Problem to solve: Write out exactly what each line says, starting with the first line below and ending on the one with "JSON array of".

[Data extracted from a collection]
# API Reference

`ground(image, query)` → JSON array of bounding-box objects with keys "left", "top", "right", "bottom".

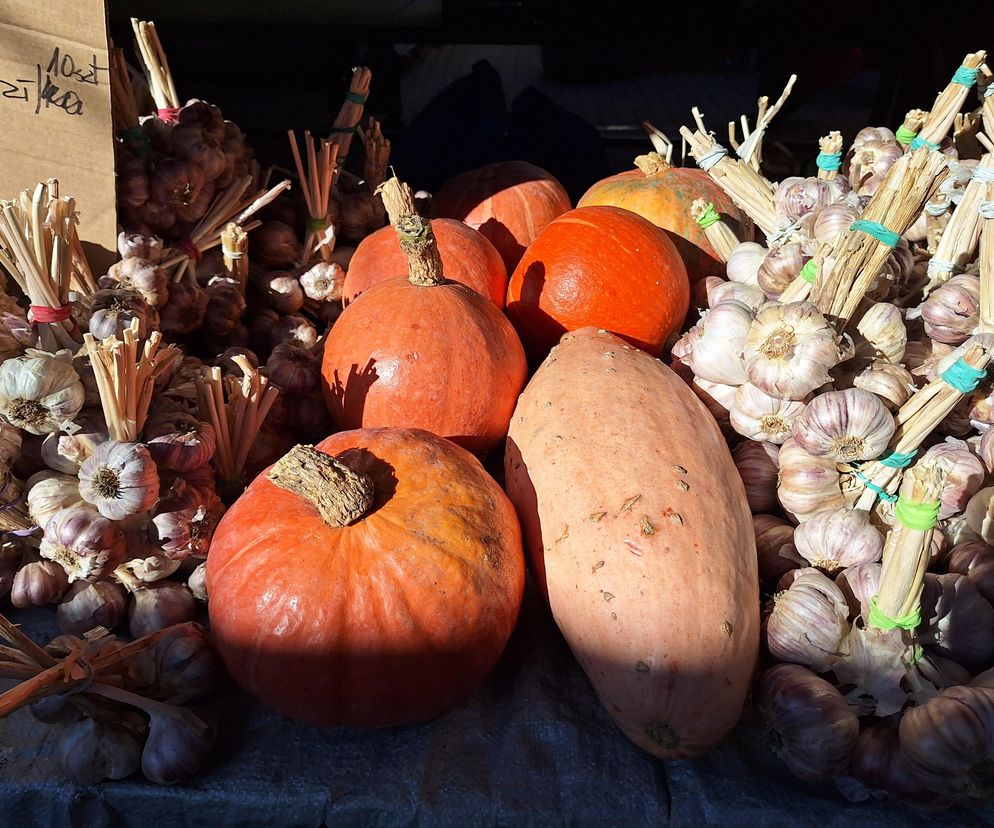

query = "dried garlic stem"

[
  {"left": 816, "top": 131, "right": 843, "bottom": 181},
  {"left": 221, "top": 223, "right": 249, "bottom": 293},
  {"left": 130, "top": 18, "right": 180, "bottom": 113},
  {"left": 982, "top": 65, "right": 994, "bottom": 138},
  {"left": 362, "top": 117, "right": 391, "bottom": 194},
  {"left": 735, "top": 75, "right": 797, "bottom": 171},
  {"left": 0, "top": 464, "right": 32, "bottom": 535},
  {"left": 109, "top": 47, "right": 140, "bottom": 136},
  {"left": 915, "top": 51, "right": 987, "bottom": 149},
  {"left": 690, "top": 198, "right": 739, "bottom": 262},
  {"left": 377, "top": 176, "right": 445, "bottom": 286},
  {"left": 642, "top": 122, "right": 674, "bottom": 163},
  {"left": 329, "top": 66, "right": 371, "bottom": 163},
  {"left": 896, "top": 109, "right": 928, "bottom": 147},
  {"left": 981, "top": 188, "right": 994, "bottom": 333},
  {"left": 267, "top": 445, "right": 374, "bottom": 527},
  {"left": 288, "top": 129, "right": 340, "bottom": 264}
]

Expected answer:
# API Reference

`ground(image, query)` → JSON array of bounding-box objects with keys "left", "top", "right", "bottom".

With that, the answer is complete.